TASK STATEMENT.
Pictures aside, repeat every record below exactly.
::: GIVEN ENTRIES
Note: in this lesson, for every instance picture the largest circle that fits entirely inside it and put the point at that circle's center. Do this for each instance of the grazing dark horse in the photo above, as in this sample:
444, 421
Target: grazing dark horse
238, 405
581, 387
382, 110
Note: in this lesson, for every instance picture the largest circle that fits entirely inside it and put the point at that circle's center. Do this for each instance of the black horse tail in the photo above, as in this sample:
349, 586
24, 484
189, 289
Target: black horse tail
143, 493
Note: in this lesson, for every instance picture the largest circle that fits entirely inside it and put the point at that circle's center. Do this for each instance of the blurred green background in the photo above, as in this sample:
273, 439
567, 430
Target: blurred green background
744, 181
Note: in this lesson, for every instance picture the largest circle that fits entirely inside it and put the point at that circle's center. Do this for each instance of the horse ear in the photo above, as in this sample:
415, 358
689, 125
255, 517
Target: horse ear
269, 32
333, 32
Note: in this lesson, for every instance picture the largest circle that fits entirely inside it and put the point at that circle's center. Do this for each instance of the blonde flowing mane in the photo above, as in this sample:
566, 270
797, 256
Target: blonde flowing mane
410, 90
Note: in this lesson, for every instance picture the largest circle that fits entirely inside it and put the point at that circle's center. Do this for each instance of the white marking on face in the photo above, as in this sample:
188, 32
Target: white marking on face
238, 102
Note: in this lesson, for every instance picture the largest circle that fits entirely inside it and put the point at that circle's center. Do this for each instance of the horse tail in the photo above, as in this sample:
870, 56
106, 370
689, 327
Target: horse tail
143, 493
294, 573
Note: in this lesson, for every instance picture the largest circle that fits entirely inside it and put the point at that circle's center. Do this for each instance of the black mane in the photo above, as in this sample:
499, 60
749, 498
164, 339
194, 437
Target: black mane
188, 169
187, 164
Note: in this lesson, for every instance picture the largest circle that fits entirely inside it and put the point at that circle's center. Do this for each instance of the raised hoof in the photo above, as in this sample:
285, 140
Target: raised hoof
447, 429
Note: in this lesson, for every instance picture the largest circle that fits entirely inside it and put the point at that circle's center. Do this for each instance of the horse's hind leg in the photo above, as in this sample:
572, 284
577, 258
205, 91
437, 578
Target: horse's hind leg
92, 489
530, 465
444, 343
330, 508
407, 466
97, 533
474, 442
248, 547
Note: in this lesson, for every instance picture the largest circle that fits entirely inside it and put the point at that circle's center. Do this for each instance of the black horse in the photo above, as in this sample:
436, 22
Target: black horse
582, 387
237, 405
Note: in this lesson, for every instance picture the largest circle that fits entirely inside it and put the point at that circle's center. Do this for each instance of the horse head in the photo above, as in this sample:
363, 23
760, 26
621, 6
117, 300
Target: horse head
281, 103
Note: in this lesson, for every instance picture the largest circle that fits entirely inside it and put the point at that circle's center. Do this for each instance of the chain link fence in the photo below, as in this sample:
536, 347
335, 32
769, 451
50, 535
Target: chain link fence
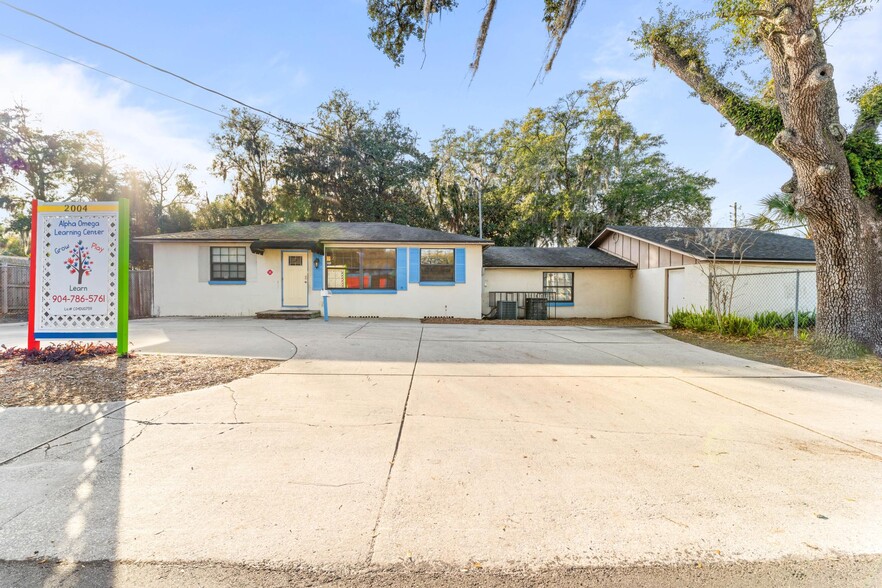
::::::
ANSWER SECTION.
Note: in this lesson, for every instance picture the largest circle that fits entirely inside it and put the point at that circle's center. Do this for each instance of the grazing dark horse in the photo above, as in this sample:
444, 421
Target: grazing dark horse
238, 405
581, 387
382, 110
Note: in this lesson, for every instance picture the largest circle that fits entirely inside it and put the point at that circle's center. Do this for each instance of the black horse tail in the photo above, as in this sample:
349, 586
24, 484
189, 289
Target: black horse tail
143, 493
Note: in this lesson, for every instance picture the largest circle that fits entirely inside it and put the point at that circle's center. Do this for each instance of the blurred green background in the photo above, as in this sample:
273, 439
567, 430
Target: blurred green background
744, 181
Note: in this lesson, for every instance picture the largest circle that fits entirely inside it and put the point at that circle's center. Do this for each instance of the horse ear in the photo above, as in this sample:
415, 358
689, 125
255, 517
Target: horse ear
269, 32
333, 32
Note: in this lesson, for every instance picture the largest circle that fits entirely inside it and put the point at that circle's center. Do this for each instance of the blonde flowing mane in the photo above, as in this sample:
566, 270
797, 256
Target: blonde flowing mane
410, 90
Note: in this lesson, for every instance picture the largest circle that fits entirely inside it and put the point at that circle's center. Do this for each instance of the white marking on face in the photo above, as in this sample:
188, 32
Target: white marking on face
238, 102
Note: in this lesson, for every instance picture the largest circle that fits entirely inside it and put the point at that circle's center. Do this for each instance of the horse tail in the photo above, as in this sample:
870, 56
106, 370
689, 327
Target: horse tail
143, 493
294, 573
Note: in this lesson, for every instance picture the largest circle that fits entirely inside it and put the point at that circle's center. Do this for each instance of the black mane in the photo above, as in this sample:
499, 60
749, 498
164, 339
194, 437
Target: black mane
188, 169
187, 164
Note: in this lesson, for every instance picture the largest circle that fits entirely inside it and put the point at that circle's center. Do this for each instance of the raised hoof in the photo above, as in this sample:
285, 140
Target: raised hoof
447, 429
Note: in this lesson, for every instance picture the largest circle that fits entirely inside it and put the point at that circle's center. Do this for each instance of the horse's hind leg in the photo above, as in this sample:
572, 284
577, 258
205, 91
437, 578
Target: horse's hind leg
92, 489
530, 465
444, 343
330, 508
407, 466
97, 533
474, 442
248, 547
Note: in this lesson, for every instance picture the largest circle that fits entirely inside it and put the point at that circle's center. Do this for each instance of the black horse in the photo above, as in this sample:
436, 22
Target: black horse
582, 387
237, 405
Note: in this lesson, for every instance picture the largest circle that fits entirely inside it and put the point at that circle's center. Do this for each instance of the horse head in the photo above, as in this sample:
363, 23
760, 26
621, 6
117, 300
Target: horse head
281, 103
Note: in this lesson, for every instance picture the largest circle that fits entirely inside it and put the point at that circle's center. Do this for each instance of the chain link fence in the photo below, as in this sample:
536, 347
335, 32
769, 451
50, 535
Target: chain link fence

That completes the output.